Meerkats recognise another member of their social group by the sound of their voice, according to scientists.
Researchers studying the animals in the Kalahari Desert, South Africa, played recordings of meerkat calls and observed the animals' reactions.
Their discovery, reported in the journal Biology Letters is the first evidence of a non-primate mammal showing vocal recognition in the wild.
The phenomenon could be more widespread in the animal kingdom than thought.
"There's lots of evidence of vocal recognition in primates," explained lead researcher Dr Simon Townsend from the University of Zurich in Switzerland.
"[In primates] you can really test whether they respond to individual vocal recognition."
But this harder to test in other non-primates, he explained, because relationships between individual animals are not as clear.
In meerkats, for example - although they are social animals that live in groups and forage and even raise young together - it is not entirely clear how one animal will respond to another when it hears its call.
To solve this problem, the researchers used a simple audio playback experiment.

(Images for object localization)
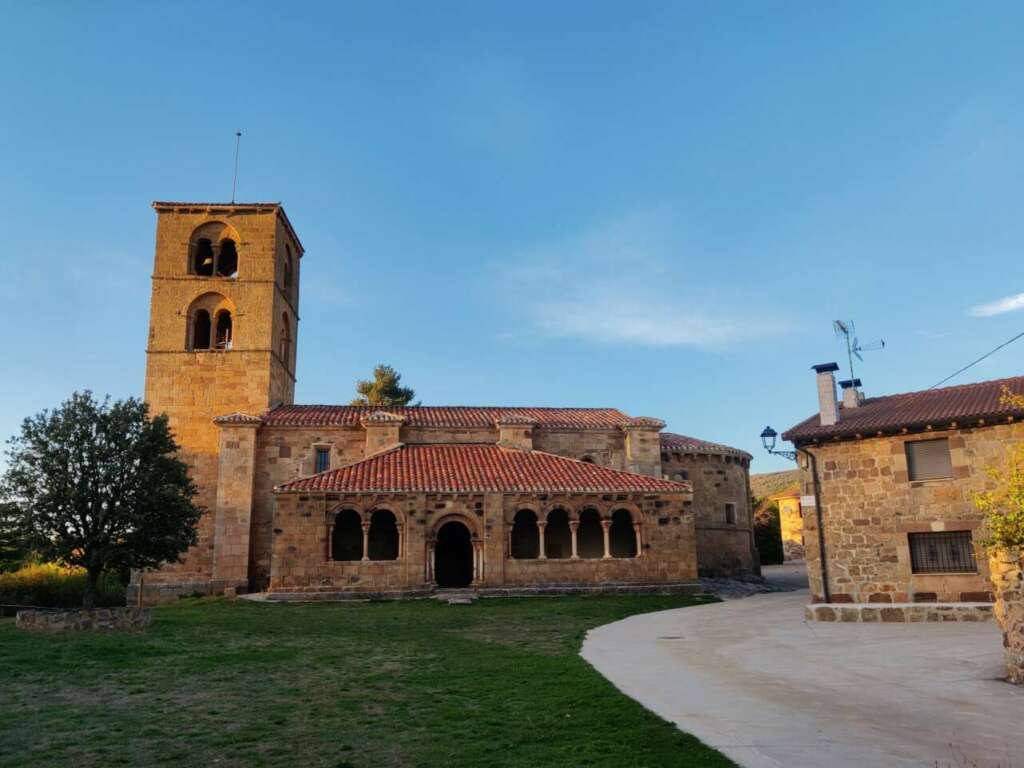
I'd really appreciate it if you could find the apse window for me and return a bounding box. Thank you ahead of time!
[907,530,978,573]
[316,447,331,472]
[903,437,953,481]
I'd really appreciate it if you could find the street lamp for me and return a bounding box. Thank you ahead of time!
[761,427,797,462]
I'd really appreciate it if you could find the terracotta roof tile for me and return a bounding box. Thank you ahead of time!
[782,376,1024,443]
[263,406,630,429]
[275,444,690,494]
[662,432,754,459]
[213,411,263,424]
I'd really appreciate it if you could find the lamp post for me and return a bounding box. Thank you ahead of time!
[761,427,797,462]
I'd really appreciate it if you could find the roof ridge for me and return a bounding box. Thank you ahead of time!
[861,375,1024,404]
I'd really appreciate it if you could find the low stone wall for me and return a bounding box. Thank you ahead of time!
[804,603,992,624]
[260,582,707,602]
[988,552,1024,685]
[14,608,153,632]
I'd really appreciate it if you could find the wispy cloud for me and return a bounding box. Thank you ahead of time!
[491,211,786,347]
[971,293,1024,317]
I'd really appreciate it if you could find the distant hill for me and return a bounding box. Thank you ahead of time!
[751,469,800,499]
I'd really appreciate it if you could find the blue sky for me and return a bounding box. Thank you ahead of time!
[0,2,1024,471]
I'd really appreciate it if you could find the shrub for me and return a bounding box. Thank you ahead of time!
[754,504,785,565]
[973,386,1024,550]
[0,563,125,608]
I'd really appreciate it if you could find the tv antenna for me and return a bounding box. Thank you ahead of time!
[231,131,242,205]
[833,321,886,379]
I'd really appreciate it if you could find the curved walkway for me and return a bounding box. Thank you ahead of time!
[582,590,1024,768]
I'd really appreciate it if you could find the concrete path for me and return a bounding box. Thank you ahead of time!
[583,585,1024,768]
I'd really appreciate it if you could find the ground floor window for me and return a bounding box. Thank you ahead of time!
[331,509,362,560]
[511,509,541,560]
[608,509,637,557]
[544,509,572,560]
[577,509,604,558]
[367,509,398,560]
[907,530,978,573]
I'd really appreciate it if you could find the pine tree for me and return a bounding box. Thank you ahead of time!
[351,364,420,406]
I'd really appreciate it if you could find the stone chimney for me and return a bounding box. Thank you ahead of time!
[839,379,864,408]
[359,411,406,456]
[813,362,839,427]
[495,415,536,451]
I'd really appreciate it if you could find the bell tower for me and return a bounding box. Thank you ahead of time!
[145,202,303,582]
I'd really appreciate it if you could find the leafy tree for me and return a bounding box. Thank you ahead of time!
[751,497,785,565]
[0,503,29,573]
[351,364,420,406]
[2,391,202,608]
[973,386,1024,550]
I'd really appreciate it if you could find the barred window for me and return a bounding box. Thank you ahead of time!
[903,437,953,480]
[907,530,978,573]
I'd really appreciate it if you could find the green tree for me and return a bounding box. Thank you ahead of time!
[0,503,29,573]
[0,391,202,608]
[351,364,420,406]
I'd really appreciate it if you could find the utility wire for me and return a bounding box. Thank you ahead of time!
[929,331,1024,389]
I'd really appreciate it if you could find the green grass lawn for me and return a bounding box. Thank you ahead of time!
[0,596,732,768]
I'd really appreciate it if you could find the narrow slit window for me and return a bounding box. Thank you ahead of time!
[193,238,213,278]
[217,240,239,278]
[191,309,211,349]
[725,502,736,525]
[217,309,231,349]
[315,446,331,472]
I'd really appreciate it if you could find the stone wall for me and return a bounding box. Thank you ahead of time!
[145,205,301,585]
[269,494,696,593]
[14,607,153,632]
[662,452,760,575]
[804,603,992,624]
[801,424,1024,603]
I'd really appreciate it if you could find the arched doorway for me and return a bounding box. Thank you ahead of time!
[434,520,473,587]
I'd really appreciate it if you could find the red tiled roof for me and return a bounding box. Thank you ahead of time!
[782,376,1024,443]
[662,432,754,459]
[263,406,630,429]
[275,444,690,494]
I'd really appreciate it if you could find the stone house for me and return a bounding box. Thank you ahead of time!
[782,364,1024,603]
[131,202,758,600]
[768,483,806,561]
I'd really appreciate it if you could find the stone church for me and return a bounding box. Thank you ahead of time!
[130,202,758,601]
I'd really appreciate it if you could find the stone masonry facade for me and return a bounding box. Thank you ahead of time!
[802,424,1024,603]
[130,203,758,601]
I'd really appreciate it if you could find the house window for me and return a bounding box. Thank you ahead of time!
[907,530,978,573]
[903,437,953,480]
[315,447,331,472]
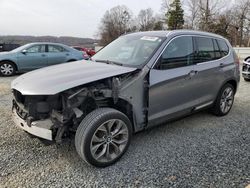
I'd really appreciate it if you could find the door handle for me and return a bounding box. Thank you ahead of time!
[188,70,198,79]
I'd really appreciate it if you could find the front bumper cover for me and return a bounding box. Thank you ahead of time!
[12,100,53,141]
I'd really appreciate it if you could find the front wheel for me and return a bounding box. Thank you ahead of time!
[75,108,132,167]
[212,83,235,116]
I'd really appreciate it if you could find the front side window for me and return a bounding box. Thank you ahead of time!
[48,45,66,53]
[26,45,45,53]
[92,35,164,67]
[156,36,194,70]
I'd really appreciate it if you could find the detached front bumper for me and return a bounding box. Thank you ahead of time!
[12,101,53,141]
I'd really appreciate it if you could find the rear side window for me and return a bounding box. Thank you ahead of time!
[26,45,45,53]
[217,40,229,57]
[48,45,66,53]
[156,36,194,70]
[194,37,215,63]
[213,39,222,59]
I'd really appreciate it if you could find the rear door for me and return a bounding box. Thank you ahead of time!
[194,36,224,105]
[148,36,200,126]
[17,45,48,71]
[47,44,69,65]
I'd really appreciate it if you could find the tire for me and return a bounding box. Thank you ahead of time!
[75,108,132,167]
[0,61,16,76]
[211,83,235,116]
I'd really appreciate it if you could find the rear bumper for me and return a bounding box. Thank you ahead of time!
[12,108,53,141]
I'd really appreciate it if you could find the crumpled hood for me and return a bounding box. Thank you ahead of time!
[11,61,136,95]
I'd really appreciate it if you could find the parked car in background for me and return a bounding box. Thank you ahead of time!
[0,43,88,76]
[242,57,250,81]
[11,30,240,167]
[0,43,20,52]
[73,46,96,57]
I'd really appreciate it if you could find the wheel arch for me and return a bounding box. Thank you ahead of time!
[0,59,18,71]
[226,79,238,93]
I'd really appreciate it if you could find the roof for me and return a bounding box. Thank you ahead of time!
[128,29,224,39]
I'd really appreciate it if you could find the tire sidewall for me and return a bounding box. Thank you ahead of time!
[216,83,235,116]
[81,111,132,167]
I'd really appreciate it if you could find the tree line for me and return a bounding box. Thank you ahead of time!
[98,0,250,46]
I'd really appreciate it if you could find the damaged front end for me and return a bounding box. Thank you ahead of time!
[12,78,127,143]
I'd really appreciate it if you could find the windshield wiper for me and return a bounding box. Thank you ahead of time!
[94,59,123,66]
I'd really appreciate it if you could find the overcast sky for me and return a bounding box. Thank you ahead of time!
[0,0,162,38]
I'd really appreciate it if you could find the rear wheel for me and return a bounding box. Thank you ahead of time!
[75,108,132,167]
[212,83,235,116]
[0,61,16,76]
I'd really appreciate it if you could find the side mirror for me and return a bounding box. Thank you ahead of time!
[22,50,27,55]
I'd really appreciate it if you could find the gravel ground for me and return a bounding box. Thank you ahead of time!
[0,74,250,188]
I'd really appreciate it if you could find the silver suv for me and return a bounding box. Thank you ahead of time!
[12,30,240,167]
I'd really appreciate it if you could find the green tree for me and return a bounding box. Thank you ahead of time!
[166,0,184,30]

Problem details:
Copy out the full article on meerkat vocal recognition word for word.

Your solution:
Meerkats recognise another member of their social group by the sound of their voice, according to scientists.
Researchers studying the animals in the Kalahari Desert, South Africa, played recordings of meerkat calls and observed the animals' reactions.
Their discovery, reported in the journal Biology Letters is the first evidence of a non-primate mammal showing vocal recognition in the wild.
The phenomenon could be more widespread in the animal kingdom than thought.
"There's lots of evidence of vocal recognition in primates," explained lead researcher Dr Simon Townsend from the University of Zurich in Switzerland.
"[In primates] you can really test whether they respond to individual vocal recognition."
But this harder to test in other non-primates, he explained, because relationships between individual animals are not as clear.
In meerkats, for example - although they are social animals that live in groups and forage and even raise young together - it is not entirely clear how one animal will respond to another when it hears its call.
To solve this problem, the researchers used a simple audio playback experiment.